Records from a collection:
--------------------------------------------------

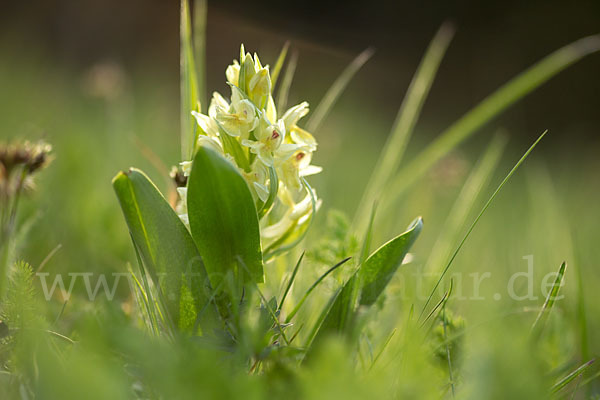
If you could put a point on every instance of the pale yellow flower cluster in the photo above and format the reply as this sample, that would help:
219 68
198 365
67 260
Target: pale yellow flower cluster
271 151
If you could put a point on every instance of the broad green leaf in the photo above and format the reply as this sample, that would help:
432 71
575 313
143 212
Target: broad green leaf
223 219
377 271
165 246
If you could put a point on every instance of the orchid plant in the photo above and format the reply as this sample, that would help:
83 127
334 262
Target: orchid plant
270 150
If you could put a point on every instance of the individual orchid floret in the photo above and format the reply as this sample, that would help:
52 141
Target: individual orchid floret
293 115
259 87
269 145
257 179
240 119
294 168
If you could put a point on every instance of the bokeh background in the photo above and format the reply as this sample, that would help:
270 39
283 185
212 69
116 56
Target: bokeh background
100 81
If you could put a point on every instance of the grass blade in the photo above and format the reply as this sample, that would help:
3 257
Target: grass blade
483 210
199 35
409 112
569 378
366 248
291 281
188 83
336 90
490 107
380 267
463 205
550 299
440 303
312 287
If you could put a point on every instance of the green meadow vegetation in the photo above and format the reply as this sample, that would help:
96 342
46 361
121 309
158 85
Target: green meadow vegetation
465 274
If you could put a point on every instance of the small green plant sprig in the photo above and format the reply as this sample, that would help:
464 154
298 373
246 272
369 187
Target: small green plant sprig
19 162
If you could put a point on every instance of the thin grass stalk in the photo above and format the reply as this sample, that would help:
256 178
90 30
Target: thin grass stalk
408 114
490 107
483 210
336 89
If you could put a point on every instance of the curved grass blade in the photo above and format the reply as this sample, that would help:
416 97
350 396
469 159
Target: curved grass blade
490 107
569 378
223 219
313 286
483 210
395 146
338 315
377 271
336 89
291 281
440 303
542 317
164 245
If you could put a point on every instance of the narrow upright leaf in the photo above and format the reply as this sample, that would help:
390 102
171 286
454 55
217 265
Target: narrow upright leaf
377 271
165 246
188 83
223 218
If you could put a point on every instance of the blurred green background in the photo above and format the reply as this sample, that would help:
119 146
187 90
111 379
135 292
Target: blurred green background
99 80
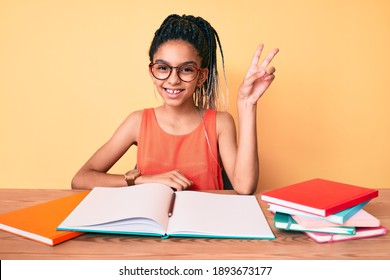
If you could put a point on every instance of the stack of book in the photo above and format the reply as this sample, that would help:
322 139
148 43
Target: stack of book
326 211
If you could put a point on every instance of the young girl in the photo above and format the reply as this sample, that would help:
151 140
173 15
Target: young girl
185 143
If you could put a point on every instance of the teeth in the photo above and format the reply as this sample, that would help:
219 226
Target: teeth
173 91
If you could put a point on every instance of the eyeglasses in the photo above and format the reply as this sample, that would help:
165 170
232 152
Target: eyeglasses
186 72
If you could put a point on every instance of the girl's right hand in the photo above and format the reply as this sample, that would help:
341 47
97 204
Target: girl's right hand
174 179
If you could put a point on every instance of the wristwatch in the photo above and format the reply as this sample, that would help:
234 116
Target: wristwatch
131 175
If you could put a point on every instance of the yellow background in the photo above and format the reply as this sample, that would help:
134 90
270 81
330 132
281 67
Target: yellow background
71 71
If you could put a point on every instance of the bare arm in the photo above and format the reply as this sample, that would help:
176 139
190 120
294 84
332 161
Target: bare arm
241 160
94 171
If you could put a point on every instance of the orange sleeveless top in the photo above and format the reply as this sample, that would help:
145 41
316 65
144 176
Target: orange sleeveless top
160 152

--------------------------------------------------

Description of the task: Print exactly the line containing "Target: bare arm" and every line after it through the end of the records above, and nothing else.

Exercise result:
Target: bare arm
241 160
94 171
If you could put a point on every instance of the orange sleeveless top in the photo above and format the reply as this sample, that would help:
145 41
316 65
144 176
Target: orange sleeveless top
160 152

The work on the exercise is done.